------ RAW RECORDS
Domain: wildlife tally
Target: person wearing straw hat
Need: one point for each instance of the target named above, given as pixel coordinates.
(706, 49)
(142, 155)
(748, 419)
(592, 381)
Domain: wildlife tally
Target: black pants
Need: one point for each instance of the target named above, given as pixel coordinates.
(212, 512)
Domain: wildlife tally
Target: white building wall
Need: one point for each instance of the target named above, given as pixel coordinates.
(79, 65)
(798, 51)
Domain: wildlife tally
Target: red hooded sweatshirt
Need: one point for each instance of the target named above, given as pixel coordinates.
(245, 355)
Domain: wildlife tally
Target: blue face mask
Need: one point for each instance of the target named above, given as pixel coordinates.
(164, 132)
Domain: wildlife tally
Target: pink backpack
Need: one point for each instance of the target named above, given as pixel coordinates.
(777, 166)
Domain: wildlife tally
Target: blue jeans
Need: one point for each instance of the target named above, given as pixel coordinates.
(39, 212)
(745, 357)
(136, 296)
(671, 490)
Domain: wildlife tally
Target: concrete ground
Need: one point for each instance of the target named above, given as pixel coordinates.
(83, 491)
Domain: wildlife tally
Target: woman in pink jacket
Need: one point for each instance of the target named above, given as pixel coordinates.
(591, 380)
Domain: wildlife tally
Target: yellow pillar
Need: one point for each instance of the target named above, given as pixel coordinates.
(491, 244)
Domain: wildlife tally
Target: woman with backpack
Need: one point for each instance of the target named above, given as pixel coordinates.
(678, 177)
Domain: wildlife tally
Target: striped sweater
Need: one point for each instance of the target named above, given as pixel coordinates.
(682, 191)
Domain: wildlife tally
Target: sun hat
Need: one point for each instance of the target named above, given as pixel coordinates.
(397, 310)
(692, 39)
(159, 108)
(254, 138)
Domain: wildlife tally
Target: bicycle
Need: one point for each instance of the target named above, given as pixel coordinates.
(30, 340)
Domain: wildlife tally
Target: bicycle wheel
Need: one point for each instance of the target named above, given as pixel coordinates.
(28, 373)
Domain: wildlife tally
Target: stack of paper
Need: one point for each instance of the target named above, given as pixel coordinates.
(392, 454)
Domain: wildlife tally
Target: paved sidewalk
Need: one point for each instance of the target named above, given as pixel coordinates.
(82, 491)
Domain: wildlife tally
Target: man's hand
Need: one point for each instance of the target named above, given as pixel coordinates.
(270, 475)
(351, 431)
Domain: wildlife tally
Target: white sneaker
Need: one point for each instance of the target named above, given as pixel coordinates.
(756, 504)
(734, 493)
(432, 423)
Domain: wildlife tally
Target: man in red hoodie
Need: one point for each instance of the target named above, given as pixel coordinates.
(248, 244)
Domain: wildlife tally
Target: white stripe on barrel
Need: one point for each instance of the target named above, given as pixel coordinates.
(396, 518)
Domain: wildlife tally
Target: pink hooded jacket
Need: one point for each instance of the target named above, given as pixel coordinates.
------------
### WORK INSTRUCTIONS
State how many of the lines above contain the word "blue". Give only the number.

### EXPECTED OUTPUT
2